**STATED GOAL**
Update each of the items below by replacing every occurrence of "instance" with "occurrence" and leaving all other text unchanged.

**Point annotation items**
################

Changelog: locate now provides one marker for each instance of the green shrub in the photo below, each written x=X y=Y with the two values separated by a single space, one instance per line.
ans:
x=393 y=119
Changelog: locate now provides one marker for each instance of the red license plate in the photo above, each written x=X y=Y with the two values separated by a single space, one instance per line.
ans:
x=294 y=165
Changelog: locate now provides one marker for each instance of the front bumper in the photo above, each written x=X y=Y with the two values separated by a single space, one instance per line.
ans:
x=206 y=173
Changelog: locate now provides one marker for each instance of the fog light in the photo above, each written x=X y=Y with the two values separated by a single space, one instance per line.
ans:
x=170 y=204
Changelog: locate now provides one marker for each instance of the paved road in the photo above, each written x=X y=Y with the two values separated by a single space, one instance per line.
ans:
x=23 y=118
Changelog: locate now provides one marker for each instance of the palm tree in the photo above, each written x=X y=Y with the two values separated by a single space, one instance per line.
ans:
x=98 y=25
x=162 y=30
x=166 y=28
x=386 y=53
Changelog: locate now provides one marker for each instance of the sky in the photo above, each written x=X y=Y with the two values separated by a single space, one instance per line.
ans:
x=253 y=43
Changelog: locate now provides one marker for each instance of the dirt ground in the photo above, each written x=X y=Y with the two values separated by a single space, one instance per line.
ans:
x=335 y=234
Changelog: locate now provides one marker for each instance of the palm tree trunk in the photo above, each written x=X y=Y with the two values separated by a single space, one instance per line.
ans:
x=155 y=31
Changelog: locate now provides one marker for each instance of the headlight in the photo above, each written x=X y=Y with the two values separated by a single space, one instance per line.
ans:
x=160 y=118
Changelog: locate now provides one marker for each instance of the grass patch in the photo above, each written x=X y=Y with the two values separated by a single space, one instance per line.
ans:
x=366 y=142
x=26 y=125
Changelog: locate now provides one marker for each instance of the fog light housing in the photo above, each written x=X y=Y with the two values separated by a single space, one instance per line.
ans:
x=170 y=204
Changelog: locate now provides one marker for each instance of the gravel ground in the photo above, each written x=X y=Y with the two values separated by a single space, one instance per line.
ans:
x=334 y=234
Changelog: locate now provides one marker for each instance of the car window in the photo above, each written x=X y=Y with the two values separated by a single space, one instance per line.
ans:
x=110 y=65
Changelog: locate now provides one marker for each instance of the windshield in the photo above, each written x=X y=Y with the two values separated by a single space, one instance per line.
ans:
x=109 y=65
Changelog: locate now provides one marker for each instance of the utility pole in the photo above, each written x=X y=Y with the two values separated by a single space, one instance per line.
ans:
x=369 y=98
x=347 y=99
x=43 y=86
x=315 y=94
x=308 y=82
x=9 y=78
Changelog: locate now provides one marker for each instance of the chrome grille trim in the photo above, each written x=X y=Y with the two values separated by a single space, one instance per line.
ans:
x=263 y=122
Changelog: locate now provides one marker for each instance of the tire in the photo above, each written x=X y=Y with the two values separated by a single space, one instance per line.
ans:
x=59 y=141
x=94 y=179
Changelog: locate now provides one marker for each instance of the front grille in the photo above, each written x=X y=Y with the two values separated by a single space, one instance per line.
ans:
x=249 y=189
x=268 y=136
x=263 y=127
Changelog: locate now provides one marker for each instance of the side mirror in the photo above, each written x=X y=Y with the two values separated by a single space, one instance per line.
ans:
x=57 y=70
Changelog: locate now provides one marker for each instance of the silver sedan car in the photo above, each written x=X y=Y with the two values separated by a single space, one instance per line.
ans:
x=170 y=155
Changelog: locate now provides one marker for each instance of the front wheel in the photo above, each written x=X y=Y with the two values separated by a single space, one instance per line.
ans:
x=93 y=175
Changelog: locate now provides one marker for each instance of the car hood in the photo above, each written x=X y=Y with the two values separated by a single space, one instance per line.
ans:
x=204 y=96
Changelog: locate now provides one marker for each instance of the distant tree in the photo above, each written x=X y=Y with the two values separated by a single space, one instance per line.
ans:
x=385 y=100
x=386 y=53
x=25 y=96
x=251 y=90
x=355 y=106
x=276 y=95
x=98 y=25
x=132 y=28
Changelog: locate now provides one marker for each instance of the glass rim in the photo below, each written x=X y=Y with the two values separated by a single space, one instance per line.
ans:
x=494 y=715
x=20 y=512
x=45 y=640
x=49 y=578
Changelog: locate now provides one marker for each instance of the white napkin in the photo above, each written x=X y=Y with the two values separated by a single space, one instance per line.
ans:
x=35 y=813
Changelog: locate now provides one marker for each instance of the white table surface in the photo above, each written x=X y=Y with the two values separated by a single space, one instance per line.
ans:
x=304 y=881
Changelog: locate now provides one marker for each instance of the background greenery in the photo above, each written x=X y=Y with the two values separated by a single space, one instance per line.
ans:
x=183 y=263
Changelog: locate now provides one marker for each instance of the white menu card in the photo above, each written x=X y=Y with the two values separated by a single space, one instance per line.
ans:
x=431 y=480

################

**TASK RESPONSE**
Changelog: locate now provides one marker for each occurrence of the green shrub in the photo below, each written x=X y=Y with the two values separated by a single space, one occurrence per line.
ans:
x=393 y=119
Changelog: locate now provides one marker for each occurrence of the red license plate in the photo above, each written x=X y=Y with the two values separated by a single space, one occurrence per line.
ans:
x=294 y=165
Changelog: locate now provides one marker for each occurrence of the front bumper in the photo above, each written x=X y=Y with the two values separated by a single space, one occurrence per line.
ans:
x=206 y=173
Changelog: locate now provides one marker for each occurrence of the fog light in the photo above, each written x=X y=Y with the two values separated by a single space, one occurrence per line.
ans:
x=170 y=204
Changelog: locate now provides one marker for each occurrence of the paved road in the photo above, each written x=X y=Y with the two values separated by a single space, one occurrence per line.
ans:
x=23 y=118
Changelog: locate now provides one marker for each occurrence of the palm tree in the photo above, each written x=X y=Y with the two values separated by a single space, one occurrence per line.
ans:
x=98 y=25
x=162 y=30
x=166 y=28
x=386 y=53
Changelog: locate now provides one marker for each occurrence of the sky in the photo above, each written x=X y=Y with the two values separated by a single space, one occurrence per line.
ans:
x=253 y=43
Changelog: locate now provides one marker for each occurrence of the dirt ground in the photo above, each written x=X y=Y with the two values separated by a single space, one occurrence per line.
ans:
x=335 y=234
Changelog: locate now provides one marker for each occurrence of the palm tree trunk in the photo above, each written x=X y=Y with the two values separated by a single space, one occurrence per line.
ans:
x=155 y=31
Changelog: locate now provides one marker for each occurrence of the headlight in the photo above, each written x=X y=Y with the two values separated by a single space, one occurrence per line.
ans:
x=160 y=118
Changelog: locate now provides one marker for each occurrence of the grass patch in the photo above, each written x=X y=Y with the two values separated by a single space, one occurrence per line.
ans:
x=366 y=142
x=26 y=125
Changelog: locate now provides one marker for each occurrence of the fog light housing in the photo above, each written x=X y=Y with the two values separated by a single space, one occurrence per line.
ans:
x=170 y=204
Changelog: locate now provides one marker for each occurrence of the gravel ground in the photo above, each written x=X y=Y with the two values separated by a single space, one occurrence per line.
ans:
x=334 y=234
Changelog: locate now provides one marker for each occurrence of the car window in the photo above, each written x=X y=Y with the two values separated by a single space, one occurrence per line.
ans:
x=110 y=65
Changelog: locate now provides one marker for each occurrence of the windshield in the photo above, each written x=X y=Y with the two values separated by a single space, one occurrence per line.
ans:
x=109 y=65
Changelog: locate now provides one marker for each occurrence of the utility pole in the photo above, each written x=X y=Y with the two values separated by a single space, one occurrence per line.
ans:
x=369 y=98
x=347 y=99
x=43 y=86
x=315 y=94
x=308 y=82
x=9 y=78
Changelog: locate now provides one marker for each occurrence of the chrome grille trim in the photo above, each written x=X y=Y with the two values separated by a single space, one occurrence per line.
ans:
x=263 y=122
Changelog: locate now provides one marker for each occurrence of the tire in the photo above, each written x=X y=Y with the two values separated by a single space, one occurrence per line.
ans:
x=59 y=141
x=94 y=179
Changelog: locate now provides one marker for each occurrence of the front grille in the photo above, each written x=X y=Y with the two values separated by a single space, one occurrence per line.
ans:
x=249 y=189
x=268 y=136
x=263 y=127
Changelog: locate now provides one marker for each occurrence of the side mirror in the photo above, each written x=X y=Y with the two values separated by a single space, one occurrence per line.
ans:
x=57 y=70
Changelog: locate now provides one marker for each occurrence of the silver sedan car in the photo above, each written x=X y=Y with the two values separated by a single space, one occurrence per line.
ans:
x=170 y=155
Changelog: locate now provides one marker for each occurrence of the front wheel in the photo above, each written x=X y=Y with the two values separated by a single space, one occurrence per line.
ans:
x=93 y=175
Changelog: locate now provides one marker for each occurrence of the car hood in the photo above, each written x=X y=Y with the two values separated by a single space, one occurrence per line.
ans:
x=204 y=96
Changelog: locate now provides one marker for each occurrence of the distant tree in the photo above, each written x=X y=Y with the two values separated by a single space, one occurrence per line.
ans:
x=385 y=100
x=386 y=53
x=25 y=96
x=251 y=90
x=355 y=106
x=276 y=95
x=98 y=25
x=132 y=28
Changelog: locate now provides one marker for each occurrence of the glass rim in the photo below, each written x=X y=Y with the two values separated by a single space, one occurrence per line.
ans:
x=494 y=715
x=20 y=512
x=45 y=640
x=49 y=578
Changelog: locate now provides one marker for each occurrence of the white napkin in the photo above, each written x=X y=Y with the two values separated by a single space, one occurrence per line.
ans:
x=35 y=813
Changelog: locate now provides one marker for each occurrence of the white table surface in the photo above, each written x=X y=Y with the two values separated by a single space, one occurrence per line.
ans:
x=304 y=881
Changelog: locate now provides one marker for each occurrence of the background greenery in the photo above, each written x=X y=Y with the two values separated by a single space, one occurrence per line.
ans:
x=183 y=263
Changelog: locate now provides one marker for each occurrence of the white menu card in the photo above, each written x=X y=Y with the two values separated by a single space, one occurrence per line.
ans:
x=431 y=480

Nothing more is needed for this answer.